* Exercise prompt: Pick out every line of the listing below that contains the string "copper", treating uppercase and lowercase letters as distinct, and copy each such line.

* Source data:
####

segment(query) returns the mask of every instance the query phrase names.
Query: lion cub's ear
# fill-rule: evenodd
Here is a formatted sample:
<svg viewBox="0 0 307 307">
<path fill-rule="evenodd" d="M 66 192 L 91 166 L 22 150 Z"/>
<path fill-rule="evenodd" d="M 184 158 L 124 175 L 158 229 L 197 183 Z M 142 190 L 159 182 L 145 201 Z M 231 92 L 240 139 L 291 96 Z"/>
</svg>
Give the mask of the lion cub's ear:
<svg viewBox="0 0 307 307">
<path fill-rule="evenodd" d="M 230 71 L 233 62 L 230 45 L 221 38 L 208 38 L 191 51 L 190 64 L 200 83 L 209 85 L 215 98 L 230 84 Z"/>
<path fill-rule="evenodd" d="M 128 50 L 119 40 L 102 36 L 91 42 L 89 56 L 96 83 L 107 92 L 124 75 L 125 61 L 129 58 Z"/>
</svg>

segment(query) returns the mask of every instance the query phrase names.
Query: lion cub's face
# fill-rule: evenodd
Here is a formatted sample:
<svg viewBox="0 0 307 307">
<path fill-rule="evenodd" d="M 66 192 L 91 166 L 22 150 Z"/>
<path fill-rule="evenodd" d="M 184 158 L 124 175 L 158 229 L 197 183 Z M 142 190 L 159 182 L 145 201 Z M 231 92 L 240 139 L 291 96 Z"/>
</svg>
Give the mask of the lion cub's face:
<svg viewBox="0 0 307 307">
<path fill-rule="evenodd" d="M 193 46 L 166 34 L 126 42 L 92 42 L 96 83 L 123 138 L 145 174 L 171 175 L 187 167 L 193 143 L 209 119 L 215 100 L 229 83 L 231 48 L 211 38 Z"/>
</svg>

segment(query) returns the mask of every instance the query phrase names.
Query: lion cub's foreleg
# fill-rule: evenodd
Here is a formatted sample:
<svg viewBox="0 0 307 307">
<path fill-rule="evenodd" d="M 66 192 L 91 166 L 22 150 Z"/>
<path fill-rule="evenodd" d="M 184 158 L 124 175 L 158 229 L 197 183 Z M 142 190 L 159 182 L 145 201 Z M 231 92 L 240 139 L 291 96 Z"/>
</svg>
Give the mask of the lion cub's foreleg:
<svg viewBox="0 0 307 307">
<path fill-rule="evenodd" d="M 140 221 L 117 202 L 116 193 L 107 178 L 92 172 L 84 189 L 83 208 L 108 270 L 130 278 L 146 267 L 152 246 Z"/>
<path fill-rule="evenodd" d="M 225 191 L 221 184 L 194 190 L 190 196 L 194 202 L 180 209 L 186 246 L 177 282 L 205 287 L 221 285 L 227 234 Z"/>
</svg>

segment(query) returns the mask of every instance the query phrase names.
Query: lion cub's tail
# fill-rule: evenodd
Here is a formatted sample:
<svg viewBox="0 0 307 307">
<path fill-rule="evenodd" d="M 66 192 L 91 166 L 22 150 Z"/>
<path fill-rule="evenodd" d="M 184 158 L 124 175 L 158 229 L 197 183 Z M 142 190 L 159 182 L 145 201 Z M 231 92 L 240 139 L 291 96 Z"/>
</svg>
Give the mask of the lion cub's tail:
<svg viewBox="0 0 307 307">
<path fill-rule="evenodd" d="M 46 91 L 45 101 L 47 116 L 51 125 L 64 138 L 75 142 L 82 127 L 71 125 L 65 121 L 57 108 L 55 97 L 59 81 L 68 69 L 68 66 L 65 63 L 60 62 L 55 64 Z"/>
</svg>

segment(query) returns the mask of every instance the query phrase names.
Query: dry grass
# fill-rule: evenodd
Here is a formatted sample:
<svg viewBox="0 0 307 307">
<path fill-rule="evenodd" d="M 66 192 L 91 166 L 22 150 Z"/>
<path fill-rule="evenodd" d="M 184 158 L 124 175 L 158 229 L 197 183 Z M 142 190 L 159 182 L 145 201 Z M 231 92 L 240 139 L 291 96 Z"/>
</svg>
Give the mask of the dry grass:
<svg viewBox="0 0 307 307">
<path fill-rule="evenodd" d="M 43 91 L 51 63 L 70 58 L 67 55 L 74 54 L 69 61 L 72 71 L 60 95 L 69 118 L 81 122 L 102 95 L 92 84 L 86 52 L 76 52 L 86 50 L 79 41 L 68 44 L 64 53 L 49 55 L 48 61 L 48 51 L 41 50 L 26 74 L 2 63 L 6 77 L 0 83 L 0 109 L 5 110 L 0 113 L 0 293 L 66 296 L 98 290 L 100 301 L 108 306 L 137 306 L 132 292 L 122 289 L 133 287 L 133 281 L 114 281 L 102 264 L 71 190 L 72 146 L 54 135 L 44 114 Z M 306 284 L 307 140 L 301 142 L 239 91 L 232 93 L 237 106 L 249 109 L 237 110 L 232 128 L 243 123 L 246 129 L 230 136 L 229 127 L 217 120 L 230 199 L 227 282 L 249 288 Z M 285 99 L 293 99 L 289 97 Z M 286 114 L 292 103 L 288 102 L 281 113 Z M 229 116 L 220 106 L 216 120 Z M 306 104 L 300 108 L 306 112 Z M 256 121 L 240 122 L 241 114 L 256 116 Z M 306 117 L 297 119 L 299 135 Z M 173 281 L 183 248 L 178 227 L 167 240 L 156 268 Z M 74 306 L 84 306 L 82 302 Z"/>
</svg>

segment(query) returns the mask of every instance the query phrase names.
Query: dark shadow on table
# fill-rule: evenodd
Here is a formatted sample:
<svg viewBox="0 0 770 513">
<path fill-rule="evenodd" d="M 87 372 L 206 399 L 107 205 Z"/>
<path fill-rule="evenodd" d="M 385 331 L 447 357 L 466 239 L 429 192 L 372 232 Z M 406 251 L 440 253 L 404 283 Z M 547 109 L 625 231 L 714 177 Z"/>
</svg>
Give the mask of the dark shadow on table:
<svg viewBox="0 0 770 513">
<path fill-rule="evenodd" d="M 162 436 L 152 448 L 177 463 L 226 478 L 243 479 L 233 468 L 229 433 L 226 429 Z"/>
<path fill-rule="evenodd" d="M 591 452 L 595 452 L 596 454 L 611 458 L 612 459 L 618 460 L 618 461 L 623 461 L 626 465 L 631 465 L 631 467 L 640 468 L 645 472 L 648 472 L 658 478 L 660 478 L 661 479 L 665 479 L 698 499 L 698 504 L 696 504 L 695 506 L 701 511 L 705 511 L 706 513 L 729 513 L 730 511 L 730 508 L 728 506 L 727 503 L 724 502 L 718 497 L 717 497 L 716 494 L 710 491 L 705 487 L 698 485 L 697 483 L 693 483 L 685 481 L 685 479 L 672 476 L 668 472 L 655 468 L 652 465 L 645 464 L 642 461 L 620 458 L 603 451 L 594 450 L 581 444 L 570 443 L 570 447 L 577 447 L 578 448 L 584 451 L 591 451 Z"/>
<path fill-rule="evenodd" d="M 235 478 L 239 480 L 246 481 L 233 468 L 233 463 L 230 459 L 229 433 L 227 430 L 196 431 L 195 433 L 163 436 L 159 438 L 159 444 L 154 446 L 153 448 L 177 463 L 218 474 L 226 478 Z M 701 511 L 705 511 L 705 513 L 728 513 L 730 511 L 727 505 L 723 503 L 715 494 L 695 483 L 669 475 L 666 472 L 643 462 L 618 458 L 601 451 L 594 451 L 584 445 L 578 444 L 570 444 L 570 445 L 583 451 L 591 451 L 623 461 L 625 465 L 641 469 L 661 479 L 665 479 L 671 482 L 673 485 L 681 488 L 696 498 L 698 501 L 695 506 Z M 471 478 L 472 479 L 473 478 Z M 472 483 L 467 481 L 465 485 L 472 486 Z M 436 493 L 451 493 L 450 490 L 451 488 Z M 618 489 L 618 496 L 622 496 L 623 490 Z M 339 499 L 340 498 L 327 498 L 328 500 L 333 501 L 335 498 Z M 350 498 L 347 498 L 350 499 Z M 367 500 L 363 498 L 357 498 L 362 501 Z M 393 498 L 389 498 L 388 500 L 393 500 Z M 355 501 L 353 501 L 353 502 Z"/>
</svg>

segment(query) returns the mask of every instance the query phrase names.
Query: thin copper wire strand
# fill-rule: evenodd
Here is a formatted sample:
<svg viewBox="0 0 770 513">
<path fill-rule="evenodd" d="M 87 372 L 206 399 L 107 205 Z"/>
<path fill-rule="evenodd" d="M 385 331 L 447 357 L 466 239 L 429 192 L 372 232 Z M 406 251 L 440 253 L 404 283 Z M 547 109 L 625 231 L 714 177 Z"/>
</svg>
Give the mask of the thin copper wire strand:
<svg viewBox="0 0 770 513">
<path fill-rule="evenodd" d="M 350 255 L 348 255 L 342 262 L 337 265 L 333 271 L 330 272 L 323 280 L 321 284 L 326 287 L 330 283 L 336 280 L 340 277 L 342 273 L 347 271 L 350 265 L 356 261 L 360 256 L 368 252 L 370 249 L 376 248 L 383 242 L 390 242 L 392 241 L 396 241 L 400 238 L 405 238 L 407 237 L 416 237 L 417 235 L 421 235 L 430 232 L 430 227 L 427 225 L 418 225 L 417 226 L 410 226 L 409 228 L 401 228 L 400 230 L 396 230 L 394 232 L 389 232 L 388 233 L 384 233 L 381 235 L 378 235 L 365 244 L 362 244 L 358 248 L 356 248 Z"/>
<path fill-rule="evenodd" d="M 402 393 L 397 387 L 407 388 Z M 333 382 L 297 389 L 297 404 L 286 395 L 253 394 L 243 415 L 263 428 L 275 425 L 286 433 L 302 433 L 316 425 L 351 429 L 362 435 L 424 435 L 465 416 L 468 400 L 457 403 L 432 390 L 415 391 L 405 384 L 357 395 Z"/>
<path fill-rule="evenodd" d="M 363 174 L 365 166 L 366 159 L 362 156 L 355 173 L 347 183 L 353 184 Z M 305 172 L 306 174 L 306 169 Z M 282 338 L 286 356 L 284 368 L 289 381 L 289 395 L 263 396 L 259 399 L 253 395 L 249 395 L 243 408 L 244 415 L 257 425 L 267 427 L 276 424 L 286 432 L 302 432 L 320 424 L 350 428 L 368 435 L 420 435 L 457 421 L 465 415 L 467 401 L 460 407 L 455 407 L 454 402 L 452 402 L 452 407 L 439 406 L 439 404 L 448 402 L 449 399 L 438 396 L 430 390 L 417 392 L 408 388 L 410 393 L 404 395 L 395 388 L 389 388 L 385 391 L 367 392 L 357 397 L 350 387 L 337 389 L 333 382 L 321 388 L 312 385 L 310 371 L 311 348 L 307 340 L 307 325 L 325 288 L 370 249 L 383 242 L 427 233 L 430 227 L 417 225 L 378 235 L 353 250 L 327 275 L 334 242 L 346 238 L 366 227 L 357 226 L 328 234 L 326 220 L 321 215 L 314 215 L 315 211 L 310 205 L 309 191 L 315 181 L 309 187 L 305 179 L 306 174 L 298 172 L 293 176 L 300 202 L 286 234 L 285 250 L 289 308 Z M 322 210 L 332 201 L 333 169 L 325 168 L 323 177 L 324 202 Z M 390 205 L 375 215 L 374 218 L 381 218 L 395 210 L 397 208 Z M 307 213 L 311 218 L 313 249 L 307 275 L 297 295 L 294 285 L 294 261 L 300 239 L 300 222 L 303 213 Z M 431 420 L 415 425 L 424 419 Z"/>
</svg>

####

* Written answer:
Query: thin copper wire strand
Give the mask of the thin copper wire strand:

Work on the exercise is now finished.